[Assignment] Set out exactly, line by line, the stretch of data below that begins at the line containing "on the knobby" and ends at the line containing "Query: green cycling shoe", with both ends kept.

----------

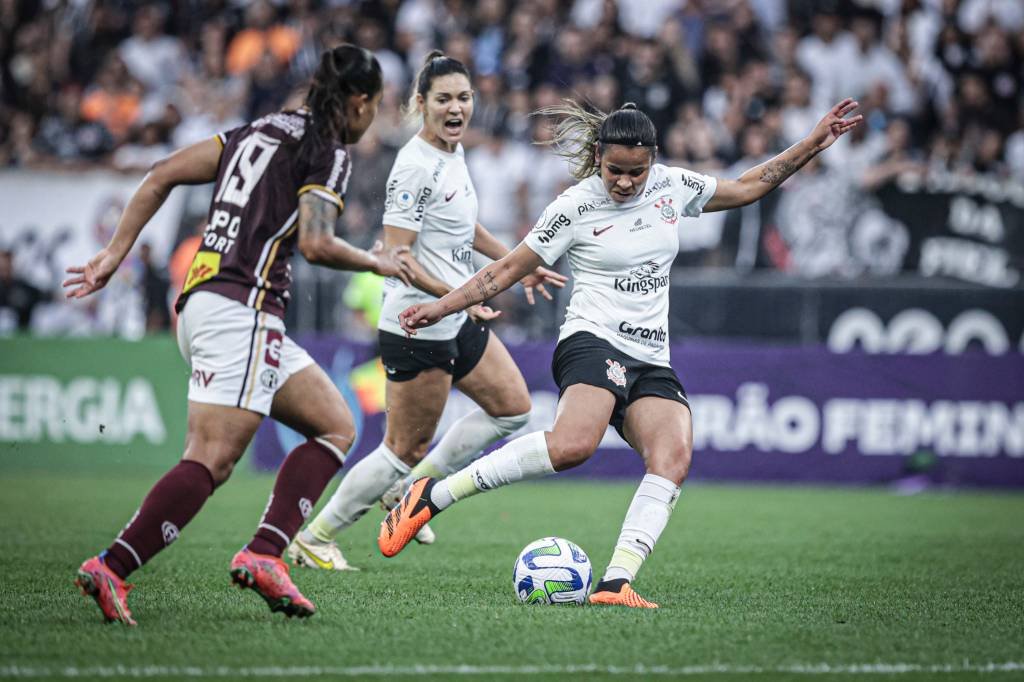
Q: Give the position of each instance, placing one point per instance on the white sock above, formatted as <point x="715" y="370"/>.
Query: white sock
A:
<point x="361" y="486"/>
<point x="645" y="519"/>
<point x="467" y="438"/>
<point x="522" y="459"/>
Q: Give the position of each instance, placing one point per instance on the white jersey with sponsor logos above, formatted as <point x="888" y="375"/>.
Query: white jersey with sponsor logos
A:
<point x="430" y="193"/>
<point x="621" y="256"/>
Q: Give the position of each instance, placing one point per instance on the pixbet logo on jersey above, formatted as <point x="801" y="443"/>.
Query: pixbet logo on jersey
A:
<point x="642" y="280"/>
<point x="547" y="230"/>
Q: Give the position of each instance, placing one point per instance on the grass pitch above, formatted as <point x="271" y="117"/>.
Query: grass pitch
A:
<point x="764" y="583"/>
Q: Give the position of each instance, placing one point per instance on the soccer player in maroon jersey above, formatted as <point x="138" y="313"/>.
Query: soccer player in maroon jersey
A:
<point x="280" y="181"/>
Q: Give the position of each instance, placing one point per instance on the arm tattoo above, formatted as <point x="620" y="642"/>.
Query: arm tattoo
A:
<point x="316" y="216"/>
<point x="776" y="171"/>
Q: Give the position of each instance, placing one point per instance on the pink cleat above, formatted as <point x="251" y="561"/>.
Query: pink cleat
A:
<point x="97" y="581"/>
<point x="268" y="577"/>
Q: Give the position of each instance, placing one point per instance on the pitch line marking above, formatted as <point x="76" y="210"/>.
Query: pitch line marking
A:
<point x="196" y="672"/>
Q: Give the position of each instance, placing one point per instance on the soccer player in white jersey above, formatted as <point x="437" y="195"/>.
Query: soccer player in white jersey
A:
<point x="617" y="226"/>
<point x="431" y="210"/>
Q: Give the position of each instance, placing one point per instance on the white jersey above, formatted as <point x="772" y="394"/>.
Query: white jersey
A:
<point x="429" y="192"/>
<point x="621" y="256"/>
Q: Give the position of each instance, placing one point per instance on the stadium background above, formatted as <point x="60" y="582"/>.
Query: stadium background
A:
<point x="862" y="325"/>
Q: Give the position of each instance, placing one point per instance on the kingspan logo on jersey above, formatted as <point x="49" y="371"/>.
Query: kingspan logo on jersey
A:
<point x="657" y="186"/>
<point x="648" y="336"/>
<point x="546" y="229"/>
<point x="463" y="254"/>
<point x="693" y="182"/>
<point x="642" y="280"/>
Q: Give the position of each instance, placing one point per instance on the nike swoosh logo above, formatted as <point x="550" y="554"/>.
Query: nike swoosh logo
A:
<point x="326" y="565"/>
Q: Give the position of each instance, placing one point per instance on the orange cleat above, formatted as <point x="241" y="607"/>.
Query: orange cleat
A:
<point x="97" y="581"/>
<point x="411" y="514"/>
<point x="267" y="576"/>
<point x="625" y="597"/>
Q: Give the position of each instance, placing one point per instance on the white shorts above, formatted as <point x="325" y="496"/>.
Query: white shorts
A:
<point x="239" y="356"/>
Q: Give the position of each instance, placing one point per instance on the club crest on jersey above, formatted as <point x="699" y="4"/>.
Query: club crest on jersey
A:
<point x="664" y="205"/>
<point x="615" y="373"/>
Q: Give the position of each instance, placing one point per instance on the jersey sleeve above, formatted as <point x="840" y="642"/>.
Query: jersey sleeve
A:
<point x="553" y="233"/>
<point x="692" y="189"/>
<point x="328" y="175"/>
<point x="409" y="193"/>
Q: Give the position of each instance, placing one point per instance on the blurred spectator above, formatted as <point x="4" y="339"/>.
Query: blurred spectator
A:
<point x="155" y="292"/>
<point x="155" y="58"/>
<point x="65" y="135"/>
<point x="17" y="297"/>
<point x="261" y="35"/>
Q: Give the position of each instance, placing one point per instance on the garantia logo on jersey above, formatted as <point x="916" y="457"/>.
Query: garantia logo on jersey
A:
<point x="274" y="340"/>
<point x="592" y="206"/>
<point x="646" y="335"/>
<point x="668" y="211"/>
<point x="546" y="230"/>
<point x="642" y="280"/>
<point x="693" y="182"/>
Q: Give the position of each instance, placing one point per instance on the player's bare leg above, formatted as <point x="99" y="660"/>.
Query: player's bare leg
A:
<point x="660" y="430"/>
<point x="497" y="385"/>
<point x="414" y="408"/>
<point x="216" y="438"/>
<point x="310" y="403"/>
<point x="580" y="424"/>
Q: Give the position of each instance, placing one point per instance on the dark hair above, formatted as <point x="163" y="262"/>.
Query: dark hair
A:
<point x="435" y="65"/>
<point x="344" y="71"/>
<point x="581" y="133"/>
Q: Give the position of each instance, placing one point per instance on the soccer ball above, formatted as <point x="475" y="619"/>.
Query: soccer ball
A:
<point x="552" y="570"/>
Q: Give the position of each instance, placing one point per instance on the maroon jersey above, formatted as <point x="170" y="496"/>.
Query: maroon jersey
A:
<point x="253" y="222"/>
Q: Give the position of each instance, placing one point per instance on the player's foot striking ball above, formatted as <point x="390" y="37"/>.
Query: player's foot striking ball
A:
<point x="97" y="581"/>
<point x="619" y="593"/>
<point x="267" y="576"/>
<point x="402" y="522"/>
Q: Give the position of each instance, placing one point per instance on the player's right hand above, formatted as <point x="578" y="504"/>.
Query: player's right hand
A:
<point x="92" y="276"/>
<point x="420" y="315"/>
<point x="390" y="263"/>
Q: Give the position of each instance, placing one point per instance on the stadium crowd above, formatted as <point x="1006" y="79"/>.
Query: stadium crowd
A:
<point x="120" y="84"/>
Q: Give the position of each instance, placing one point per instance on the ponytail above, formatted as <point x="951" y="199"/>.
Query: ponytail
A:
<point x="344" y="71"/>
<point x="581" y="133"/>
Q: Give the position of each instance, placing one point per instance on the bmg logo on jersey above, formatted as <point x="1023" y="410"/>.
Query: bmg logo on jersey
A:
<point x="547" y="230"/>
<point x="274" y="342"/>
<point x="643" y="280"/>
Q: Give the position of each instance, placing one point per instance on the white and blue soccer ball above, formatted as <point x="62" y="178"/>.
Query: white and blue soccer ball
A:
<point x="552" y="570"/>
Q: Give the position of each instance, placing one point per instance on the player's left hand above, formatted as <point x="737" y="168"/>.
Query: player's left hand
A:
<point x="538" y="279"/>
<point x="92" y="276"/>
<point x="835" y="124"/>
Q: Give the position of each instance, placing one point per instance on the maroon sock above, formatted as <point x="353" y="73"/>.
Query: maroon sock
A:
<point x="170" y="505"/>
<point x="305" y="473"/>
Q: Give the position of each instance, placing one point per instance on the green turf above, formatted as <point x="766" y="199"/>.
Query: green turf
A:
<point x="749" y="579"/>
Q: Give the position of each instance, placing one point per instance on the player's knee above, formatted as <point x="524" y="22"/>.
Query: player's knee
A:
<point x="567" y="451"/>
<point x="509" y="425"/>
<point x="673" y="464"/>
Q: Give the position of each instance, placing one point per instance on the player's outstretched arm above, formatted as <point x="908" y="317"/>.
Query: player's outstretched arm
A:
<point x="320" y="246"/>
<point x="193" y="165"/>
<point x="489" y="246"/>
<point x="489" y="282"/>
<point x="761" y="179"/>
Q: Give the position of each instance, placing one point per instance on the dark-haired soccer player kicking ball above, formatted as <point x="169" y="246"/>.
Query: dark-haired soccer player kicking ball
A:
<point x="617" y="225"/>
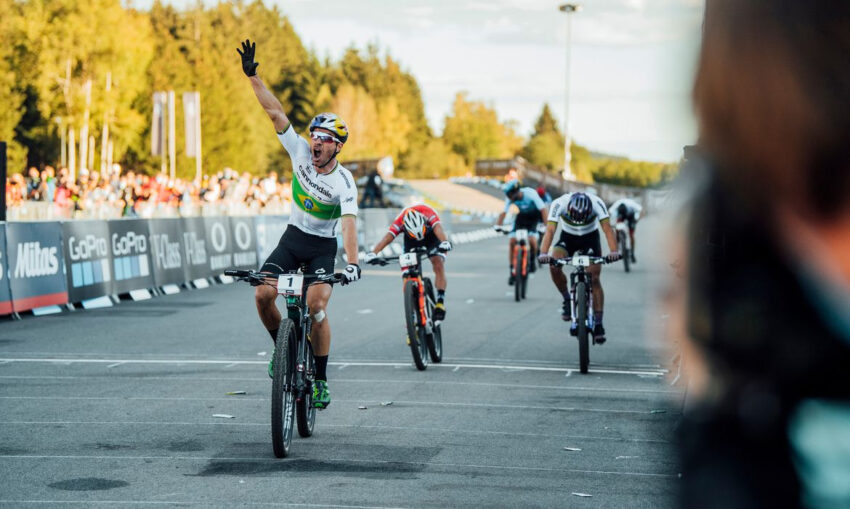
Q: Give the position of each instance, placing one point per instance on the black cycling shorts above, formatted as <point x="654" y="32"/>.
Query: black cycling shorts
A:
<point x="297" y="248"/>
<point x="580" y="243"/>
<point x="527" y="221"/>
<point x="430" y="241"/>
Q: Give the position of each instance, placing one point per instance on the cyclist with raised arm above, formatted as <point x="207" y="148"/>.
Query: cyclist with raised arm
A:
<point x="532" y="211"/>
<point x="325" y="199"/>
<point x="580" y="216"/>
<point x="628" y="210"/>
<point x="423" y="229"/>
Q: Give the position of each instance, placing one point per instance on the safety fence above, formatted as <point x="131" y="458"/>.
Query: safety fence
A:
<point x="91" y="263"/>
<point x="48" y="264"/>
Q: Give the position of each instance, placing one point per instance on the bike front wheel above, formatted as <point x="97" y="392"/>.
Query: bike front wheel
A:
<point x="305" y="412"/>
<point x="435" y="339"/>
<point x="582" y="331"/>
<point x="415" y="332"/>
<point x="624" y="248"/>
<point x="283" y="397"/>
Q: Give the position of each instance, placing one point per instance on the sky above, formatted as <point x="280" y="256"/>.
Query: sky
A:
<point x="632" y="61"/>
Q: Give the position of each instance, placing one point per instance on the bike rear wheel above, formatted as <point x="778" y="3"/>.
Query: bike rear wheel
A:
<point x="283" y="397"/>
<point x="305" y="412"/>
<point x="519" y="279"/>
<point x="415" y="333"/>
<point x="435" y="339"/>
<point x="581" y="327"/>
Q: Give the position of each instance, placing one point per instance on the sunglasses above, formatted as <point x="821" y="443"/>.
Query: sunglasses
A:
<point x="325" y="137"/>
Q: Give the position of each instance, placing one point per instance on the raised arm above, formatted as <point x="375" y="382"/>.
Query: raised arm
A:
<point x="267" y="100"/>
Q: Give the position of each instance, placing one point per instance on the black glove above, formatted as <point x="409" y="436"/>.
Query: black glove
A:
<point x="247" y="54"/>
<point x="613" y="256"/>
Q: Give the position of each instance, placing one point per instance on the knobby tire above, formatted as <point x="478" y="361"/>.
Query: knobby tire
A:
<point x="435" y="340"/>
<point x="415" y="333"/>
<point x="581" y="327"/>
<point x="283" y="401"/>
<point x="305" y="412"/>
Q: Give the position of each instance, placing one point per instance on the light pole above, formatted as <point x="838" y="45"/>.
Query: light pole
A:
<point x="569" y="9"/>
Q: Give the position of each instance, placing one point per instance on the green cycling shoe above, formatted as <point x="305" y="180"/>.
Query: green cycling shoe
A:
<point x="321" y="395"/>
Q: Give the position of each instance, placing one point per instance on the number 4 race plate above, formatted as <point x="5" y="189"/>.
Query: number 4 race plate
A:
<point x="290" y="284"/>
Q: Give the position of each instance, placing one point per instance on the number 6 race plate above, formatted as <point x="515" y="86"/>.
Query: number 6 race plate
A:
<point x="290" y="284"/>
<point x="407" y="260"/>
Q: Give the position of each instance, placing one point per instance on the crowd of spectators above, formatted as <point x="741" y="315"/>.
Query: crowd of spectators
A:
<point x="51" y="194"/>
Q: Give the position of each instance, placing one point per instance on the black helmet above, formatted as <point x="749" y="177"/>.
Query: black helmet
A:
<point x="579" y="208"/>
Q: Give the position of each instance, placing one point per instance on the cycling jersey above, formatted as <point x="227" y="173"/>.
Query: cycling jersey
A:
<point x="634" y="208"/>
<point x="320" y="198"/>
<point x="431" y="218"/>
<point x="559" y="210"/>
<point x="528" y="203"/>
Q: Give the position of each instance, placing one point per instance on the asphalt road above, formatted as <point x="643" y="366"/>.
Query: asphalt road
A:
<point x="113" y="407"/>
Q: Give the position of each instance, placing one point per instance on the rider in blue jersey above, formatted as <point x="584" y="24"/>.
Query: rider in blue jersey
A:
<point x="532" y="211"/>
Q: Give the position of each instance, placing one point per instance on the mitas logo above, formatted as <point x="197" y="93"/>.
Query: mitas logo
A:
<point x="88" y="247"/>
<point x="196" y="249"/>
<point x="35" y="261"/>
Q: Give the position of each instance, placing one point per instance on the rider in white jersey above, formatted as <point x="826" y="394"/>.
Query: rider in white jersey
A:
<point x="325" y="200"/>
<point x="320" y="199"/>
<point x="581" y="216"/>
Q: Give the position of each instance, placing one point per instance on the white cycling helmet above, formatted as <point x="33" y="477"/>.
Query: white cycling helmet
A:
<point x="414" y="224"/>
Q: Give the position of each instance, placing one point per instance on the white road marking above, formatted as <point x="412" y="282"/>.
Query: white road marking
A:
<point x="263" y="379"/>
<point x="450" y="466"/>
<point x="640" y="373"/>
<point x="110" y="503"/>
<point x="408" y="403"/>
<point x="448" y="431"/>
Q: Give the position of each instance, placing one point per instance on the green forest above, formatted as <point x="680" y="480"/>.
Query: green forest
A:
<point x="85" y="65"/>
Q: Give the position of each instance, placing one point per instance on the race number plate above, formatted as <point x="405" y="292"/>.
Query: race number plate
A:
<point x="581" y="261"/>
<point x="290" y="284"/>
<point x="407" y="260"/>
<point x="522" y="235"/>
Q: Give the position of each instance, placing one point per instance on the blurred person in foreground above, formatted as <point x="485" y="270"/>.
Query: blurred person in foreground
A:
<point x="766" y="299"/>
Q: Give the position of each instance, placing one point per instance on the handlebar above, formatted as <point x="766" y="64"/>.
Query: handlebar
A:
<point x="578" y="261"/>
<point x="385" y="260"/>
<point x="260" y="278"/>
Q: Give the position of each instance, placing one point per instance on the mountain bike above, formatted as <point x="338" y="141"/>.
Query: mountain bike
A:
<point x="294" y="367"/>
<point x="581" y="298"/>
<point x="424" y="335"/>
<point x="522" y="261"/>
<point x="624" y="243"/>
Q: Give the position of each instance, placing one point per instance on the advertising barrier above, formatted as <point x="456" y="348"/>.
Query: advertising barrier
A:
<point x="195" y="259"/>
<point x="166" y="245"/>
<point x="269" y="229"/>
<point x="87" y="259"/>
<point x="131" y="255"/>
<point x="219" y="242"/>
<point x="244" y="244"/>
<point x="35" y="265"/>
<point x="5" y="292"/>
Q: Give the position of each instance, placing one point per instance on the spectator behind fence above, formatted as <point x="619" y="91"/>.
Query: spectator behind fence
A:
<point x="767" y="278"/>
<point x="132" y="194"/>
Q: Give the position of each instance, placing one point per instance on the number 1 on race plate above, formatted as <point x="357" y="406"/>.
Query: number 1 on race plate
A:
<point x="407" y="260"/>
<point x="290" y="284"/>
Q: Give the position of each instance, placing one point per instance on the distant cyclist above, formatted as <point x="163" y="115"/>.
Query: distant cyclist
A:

----------

[Finished exercise]
Q: Give the position of each instance, placing one point per instance on the knobby tire above, formatted as <point x="478" y="361"/>.
Query: knobby tire
A:
<point x="435" y="340"/>
<point x="415" y="333"/>
<point x="581" y="327"/>
<point x="283" y="401"/>
<point x="305" y="412"/>
Q: Give the position of each instance, placing one point per instance on the light pole above, formatted as <point x="838" y="45"/>.
Query: light pole
A:
<point x="569" y="9"/>
Q: Give the position of each instance, placing one point per instance on the green cycling shoe above, formatted as <point x="305" y="180"/>.
Query: green cycling shoe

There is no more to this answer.